> **Tasks for this exercise**:
a – Reproduce everything in the thread on lowering an Audi TTS from "I don't believe" down to "other spacer mm?".
b – List each distinct measurement with a unit that appears in the thread on lowering an Audi TTS, giving each one only once.

> **Excerpt to read**:
# Audi tts mk3 lowering



## raay (Mar 11, 2014)

HALLLO EVERYBODY

I want to drop my tts 30mm with eibach springs will I have any rubbbing issues ? Or any issues going over humps etc

THANK YOUUUU

I MAY CONSIDER AIR RIDE BUT IL WAIT ON THE RESPONCE's FIRST


----------



## phazer (Apr 2, 2018)

It won't rub (even on 20" rims IIRC). However you should have the mag ride re-calibrated. A dealer can do it but there's also a retro fit guy on Audi-Sport who can do it too.

As for speed bumps etc, that depends on how ridiculous your local council is :lol:


----------



## raay (Mar 11, 2014)

phazer said:


> It won't rub (even on 20" rims IIRC). However you should have the mag ride re-calibrated. A dealer can do it but there's also a retro fit guy on Audi-Sport who can do it too.
> 
> As for speed bumps etc, that depends on how ridiculous your local council is :lol:


Hi thank you,

I don't believe mine has mag ride? Or do they all come with mag ride?

Also was thinking of 12mm spacers all round would you recommend any other spacer mm?

> **Supplied data**:

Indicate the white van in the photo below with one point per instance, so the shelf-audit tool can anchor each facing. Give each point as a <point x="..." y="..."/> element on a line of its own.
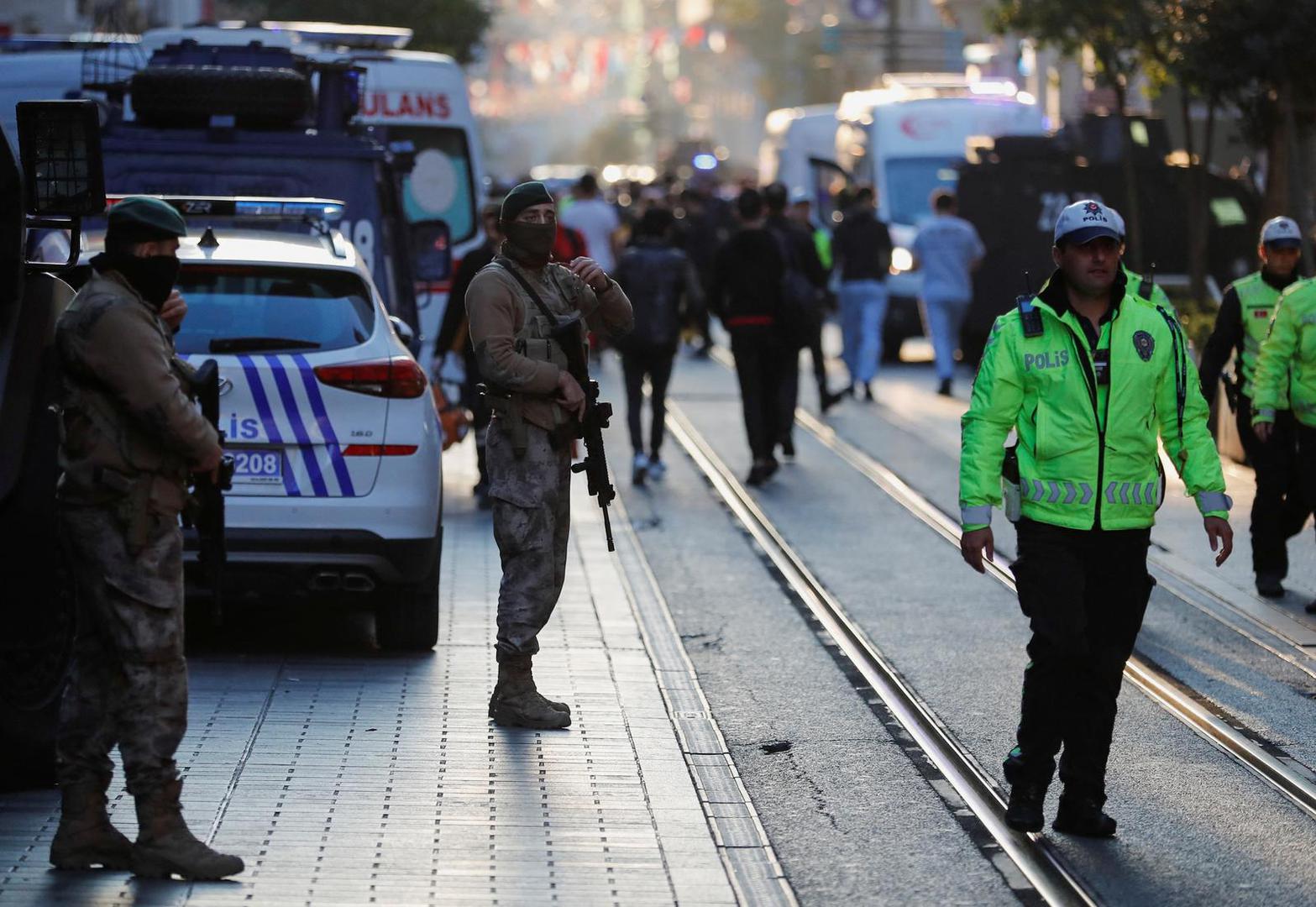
<point x="799" y="150"/>
<point x="909" y="139"/>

> **Solutions to the tasks**:
a –
I don't believe mine has mag ride? Or do they all come with mag ride?

Also was thinking of 12mm spacers all round would you recommend any other spacer mm?

b –
- 30mm
- 20"
- 12mm